[WORK INSTRUCTIONS] Down to the last line, set down the material below exactly; skip the pictures.

========

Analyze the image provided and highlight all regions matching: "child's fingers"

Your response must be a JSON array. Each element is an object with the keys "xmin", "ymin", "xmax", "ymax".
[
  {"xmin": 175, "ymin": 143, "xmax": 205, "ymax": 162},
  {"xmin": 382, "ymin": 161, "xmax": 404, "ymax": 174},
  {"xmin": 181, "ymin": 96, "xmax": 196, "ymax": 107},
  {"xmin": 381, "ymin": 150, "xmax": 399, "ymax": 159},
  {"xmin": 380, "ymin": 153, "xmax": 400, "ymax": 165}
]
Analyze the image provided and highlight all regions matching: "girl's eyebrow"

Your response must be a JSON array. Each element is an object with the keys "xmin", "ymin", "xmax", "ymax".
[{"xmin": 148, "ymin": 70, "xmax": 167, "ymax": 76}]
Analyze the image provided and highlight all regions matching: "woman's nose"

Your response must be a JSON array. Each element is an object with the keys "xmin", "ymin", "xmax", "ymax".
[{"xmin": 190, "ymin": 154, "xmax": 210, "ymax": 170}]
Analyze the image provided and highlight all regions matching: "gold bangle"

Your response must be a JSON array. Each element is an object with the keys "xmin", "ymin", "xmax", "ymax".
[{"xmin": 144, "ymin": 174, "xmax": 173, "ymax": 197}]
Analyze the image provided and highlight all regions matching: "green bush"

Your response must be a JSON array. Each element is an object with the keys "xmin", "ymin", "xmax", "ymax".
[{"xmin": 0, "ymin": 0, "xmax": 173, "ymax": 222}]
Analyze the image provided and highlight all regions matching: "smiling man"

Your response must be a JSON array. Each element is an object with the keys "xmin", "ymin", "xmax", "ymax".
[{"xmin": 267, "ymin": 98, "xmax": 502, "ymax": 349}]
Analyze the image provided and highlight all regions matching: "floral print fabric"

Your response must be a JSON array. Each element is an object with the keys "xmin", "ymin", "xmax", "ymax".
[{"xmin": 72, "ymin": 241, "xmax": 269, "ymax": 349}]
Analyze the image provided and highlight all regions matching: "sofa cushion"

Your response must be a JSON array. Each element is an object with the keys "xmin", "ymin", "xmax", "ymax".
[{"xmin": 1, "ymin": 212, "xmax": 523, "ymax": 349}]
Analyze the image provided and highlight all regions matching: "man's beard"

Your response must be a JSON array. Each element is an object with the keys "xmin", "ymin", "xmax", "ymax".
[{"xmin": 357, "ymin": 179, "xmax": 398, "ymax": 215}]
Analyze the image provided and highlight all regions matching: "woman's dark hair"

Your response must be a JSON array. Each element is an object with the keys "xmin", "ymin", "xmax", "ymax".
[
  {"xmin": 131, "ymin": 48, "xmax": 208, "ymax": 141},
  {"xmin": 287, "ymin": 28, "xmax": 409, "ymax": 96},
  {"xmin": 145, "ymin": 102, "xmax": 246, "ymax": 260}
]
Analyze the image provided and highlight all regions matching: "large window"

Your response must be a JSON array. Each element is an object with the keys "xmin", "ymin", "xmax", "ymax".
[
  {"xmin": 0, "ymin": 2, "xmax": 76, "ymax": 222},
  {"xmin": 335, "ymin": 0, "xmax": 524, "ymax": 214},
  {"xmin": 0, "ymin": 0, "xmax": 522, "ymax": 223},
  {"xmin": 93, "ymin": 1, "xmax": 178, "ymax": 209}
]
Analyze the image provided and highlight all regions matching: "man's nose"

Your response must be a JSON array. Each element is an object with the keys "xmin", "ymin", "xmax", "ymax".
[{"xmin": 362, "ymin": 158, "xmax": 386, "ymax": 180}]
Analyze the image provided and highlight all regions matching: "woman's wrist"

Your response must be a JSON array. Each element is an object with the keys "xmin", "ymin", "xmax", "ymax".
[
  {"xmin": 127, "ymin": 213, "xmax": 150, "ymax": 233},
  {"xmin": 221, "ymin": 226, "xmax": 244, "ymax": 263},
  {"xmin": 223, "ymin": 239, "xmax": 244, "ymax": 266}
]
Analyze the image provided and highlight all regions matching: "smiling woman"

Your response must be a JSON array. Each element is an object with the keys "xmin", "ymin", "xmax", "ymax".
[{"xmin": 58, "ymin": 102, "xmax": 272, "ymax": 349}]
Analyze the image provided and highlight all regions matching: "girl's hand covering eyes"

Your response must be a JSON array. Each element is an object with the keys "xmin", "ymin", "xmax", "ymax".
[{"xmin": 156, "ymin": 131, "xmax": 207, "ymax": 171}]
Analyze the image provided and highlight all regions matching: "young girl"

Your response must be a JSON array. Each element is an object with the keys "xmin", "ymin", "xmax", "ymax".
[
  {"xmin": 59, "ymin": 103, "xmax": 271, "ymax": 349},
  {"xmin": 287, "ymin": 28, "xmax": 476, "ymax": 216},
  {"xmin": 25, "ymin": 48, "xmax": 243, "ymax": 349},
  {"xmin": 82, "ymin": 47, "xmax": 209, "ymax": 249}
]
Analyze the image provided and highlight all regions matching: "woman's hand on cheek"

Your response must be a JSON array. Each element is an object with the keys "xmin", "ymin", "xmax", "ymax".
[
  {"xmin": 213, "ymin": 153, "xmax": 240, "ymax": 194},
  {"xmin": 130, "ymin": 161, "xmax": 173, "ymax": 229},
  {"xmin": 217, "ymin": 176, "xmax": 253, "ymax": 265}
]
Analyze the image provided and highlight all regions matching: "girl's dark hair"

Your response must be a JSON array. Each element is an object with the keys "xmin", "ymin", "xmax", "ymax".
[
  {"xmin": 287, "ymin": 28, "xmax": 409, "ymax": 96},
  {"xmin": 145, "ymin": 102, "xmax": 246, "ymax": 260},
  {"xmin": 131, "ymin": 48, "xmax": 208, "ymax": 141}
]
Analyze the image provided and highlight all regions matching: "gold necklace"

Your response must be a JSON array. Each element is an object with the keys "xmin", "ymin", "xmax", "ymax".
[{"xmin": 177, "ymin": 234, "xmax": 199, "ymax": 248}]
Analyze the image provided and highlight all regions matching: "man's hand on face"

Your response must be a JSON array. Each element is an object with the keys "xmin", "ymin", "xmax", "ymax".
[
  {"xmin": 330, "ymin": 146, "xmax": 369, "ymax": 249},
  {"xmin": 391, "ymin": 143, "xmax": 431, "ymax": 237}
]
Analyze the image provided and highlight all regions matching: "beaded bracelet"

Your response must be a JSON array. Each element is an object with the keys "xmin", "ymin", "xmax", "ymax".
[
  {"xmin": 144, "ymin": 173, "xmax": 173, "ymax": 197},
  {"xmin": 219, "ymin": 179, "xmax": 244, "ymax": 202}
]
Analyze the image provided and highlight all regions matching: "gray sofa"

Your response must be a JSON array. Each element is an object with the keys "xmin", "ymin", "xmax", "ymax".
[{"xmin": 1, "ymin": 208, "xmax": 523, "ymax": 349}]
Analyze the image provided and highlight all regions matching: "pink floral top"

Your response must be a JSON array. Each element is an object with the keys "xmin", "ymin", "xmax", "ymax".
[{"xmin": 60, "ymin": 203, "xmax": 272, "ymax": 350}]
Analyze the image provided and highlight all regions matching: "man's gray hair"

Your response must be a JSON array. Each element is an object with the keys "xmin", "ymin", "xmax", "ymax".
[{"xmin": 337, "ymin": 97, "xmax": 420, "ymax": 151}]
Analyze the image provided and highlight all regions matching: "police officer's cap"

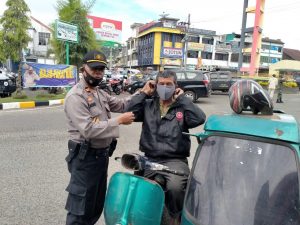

========

[ANSWER BELOW]
Analyze the image provided and highlight all regions matching: "child's fingers"

Your response must be a JSON array. Each element is an object with the keys "xmin", "ymin", "xmax", "ymax".
[
  {"xmin": 175, "ymin": 143, "xmax": 205, "ymax": 162},
  {"xmin": 382, "ymin": 161, "xmax": 404, "ymax": 174},
  {"xmin": 181, "ymin": 96, "xmax": 196, "ymax": 107},
  {"xmin": 381, "ymin": 150, "xmax": 399, "ymax": 159},
  {"xmin": 380, "ymin": 153, "xmax": 400, "ymax": 165}
]
Analyze the image provided and highlight all regions matching: "girl's eyebrow"

Your response must be a JSON array. Each element is an object with the keys "xmin", "ymin", "xmax", "ymax".
[{"xmin": 148, "ymin": 70, "xmax": 167, "ymax": 76}]
Analyze the image provided and highlight all regions matching: "woman's nose"

Your response must be a JSON array. Each element is an object with the keys "xmin", "ymin", "xmax", "ymax".
[{"xmin": 190, "ymin": 154, "xmax": 210, "ymax": 170}]
Analyze the image provided and highlight all regions matching: "gold bangle"

Your response must be a JSON array. Each element is an object with the keys "xmin", "ymin", "xmax", "ymax".
[{"xmin": 144, "ymin": 174, "xmax": 173, "ymax": 197}]
Analyze the image provided and highlight all regions matching: "green bush"

Your response must be a JSON array. Each element is an object with the keys "xmin", "ymin", "xmax", "ymax".
[{"xmin": 0, "ymin": 0, "xmax": 173, "ymax": 222}]
Analyze the image provided and highlight all regions matching: "smiling man"

Your response must be a JSON array. Each element is an object with the keys "xmin", "ymin", "xmax", "ymax".
[{"xmin": 267, "ymin": 98, "xmax": 502, "ymax": 349}]
Analyze the image provided and highlight all regions matching: "floral print fabric"

Your response must be a JSON array. Each element is an object with the keys "xmin", "ymin", "xmax", "ymax".
[{"xmin": 72, "ymin": 241, "xmax": 269, "ymax": 349}]
Analyze the image provided and highlight all regions matching: "sofa cushion"

Your response must be a JSON array. Each element is an object with the keys "xmin", "ymin", "xmax", "ymax".
[{"xmin": 1, "ymin": 212, "xmax": 523, "ymax": 349}]
Analyze the image provided and highlight all regions matching: "man's beard"

Your response must be a JSON array. Each element is an object with the keys "xmin", "ymin", "xmax", "ymax".
[{"xmin": 357, "ymin": 179, "xmax": 398, "ymax": 215}]
Analyze the image provided and highlight all regions matching: "woman's dark hair"

Your response must be a JSON array. Each element is an object with the keys "xmin", "ymin", "xmax", "ymax".
[
  {"xmin": 131, "ymin": 48, "xmax": 208, "ymax": 141},
  {"xmin": 287, "ymin": 28, "xmax": 409, "ymax": 96},
  {"xmin": 145, "ymin": 102, "xmax": 246, "ymax": 260}
]
Analyze the image provided and highlight all regions matching: "large window"

Your response must be a JSON array. Each element is an object with the keys "xmin", "ymin", "xmax", "ymax".
[
  {"xmin": 0, "ymin": 2, "xmax": 76, "ymax": 222},
  {"xmin": 335, "ymin": 0, "xmax": 524, "ymax": 214},
  {"xmin": 0, "ymin": 0, "xmax": 522, "ymax": 223},
  {"xmin": 93, "ymin": 1, "xmax": 178, "ymax": 209}
]
Analyze the image provided and highlight all regions matching: "man's nose"

Your response must be a JSON array. Each element is an object with the keys "xmin", "ymin", "xmax", "ymax".
[{"xmin": 362, "ymin": 158, "xmax": 386, "ymax": 180}]
Analyze the image provided and highlight all regions matching: "woman's wrist"

Your response must be a JSON array. Each element is an object with the keys "xmin", "ymin", "xmax", "ymax".
[
  {"xmin": 127, "ymin": 213, "xmax": 150, "ymax": 233},
  {"xmin": 221, "ymin": 226, "xmax": 244, "ymax": 263},
  {"xmin": 223, "ymin": 239, "xmax": 244, "ymax": 266}
]
Analyze the image provided and highlight all regions matching: "smiling woman"

Your response must be a JSON array. Each element is an object with the keys "xmin", "ymin", "xmax", "ymax".
[{"xmin": 58, "ymin": 102, "xmax": 272, "ymax": 349}]
Analyze the image provided and highlight all regions matching: "girl's hand covering eyes"

Your response must be a JSON array. Each element is an object with the keys "xmin", "ymin", "xmax", "ymax".
[{"xmin": 156, "ymin": 131, "xmax": 207, "ymax": 171}]
Analyze the image provided and highlight all regions matching: "young girl"

Your response must be a JSON array. Each element is an object with the keys "xmin", "ymin", "xmax", "ymax".
[
  {"xmin": 59, "ymin": 103, "xmax": 271, "ymax": 349},
  {"xmin": 287, "ymin": 28, "xmax": 476, "ymax": 216},
  {"xmin": 25, "ymin": 48, "xmax": 243, "ymax": 349},
  {"xmin": 82, "ymin": 47, "xmax": 209, "ymax": 249}
]
Analyze the image provided and highlight all regions matching: "woman's hand on cheek"

Your response must be a JSON array. Each element is an object with the keys "xmin", "ymin", "xmax", "ymax".
[
  {"xmin": 213, "ymin": 153, "xmax": 240, "ymax": 194},
  {"xmin": 130, "ymin": 161, "xmax": 173, "ymax": 229},
  {"xmin": 217, "ymin": 176, "xmax": 253, "ymax": 265}
]
Analyze the image provided and highlight all regions matching: "girl's dark hair"

Your response must be a JSON array. Each element is an object with the keys "xmin", "ymin", "xmax", "ymax".
[
  {"xmin": 287, "ymin": 28, "xmax": 409, "ymax": 96},
  {"xmin": 145, "ymin": 102, "xmax": 246, "ymax": 260},
  {"xmin": 131, "ymin": 48, "xmax": 208, "ymax": 141}
]
Analyze the image provided and highlight all regions matching: "gold necklace"

Your response must be a JSON array. Each element is an object with the keys "xmin", "ymin", "xmax", "ymax".
[{"xmin": 177, "ymin": 234, "xmax": 199, "ymax": 248}]
Analyze the image provided and highlight all regions matching: "man's hand on face"

Your response must be a JSON array. Each element is an object with the keys "xmin", "ymin", "xmax", "ymax".
[
  {"xmin": 330, "ymin": 146, "xmax": 369, "ymax": 249},
  {"xmin": 391, "ymin": 143, "xmax": 431, "ymax": 237}
]
Analyze the image provided and highlight all regions matching: "beaded bracelet"

Your response must be a JSON array. Each element is an object with the keys "xmin", "ymin", "xmax", "ymax".
[
  {"xmin": 144, "ymin": 173, "xmax": 173, "ymax": 197},
  {"xmin": 219, "ymin": 179, "xmax": 244, "ymax": 202}
]
Analyze the image provided and highlight all regions matching: "gray sofa"

Your response must be a JSON array. Each element is an object with the keys "xmin", "ymin", "xmax", "ymax".
[{"xmin": 1, "ymin": 208, "xmax": 523, "ymax": 349}]
Analyze the image provided and highlight all regions matching: "pink floral top"

Your response must be a JSON array. Each element is an object with the keys "xmin", "ymin", "xmax", "ymax".
[{"xmin": 60, "ymin": 203, "xmax": 272, "ymax": 350}]
Analyze the image provided and highlight all regions matching: "man's gray hair"

Your response must be a JSON array. Each element is an object with the keys "xmin", "ymin", "xmax", "ymax".
[{"xmin": 337, "ymin": 97, "xmax": 420, "ymax": 151}]
Analyze the image provided and highlight all regions matching: "police officer's cap"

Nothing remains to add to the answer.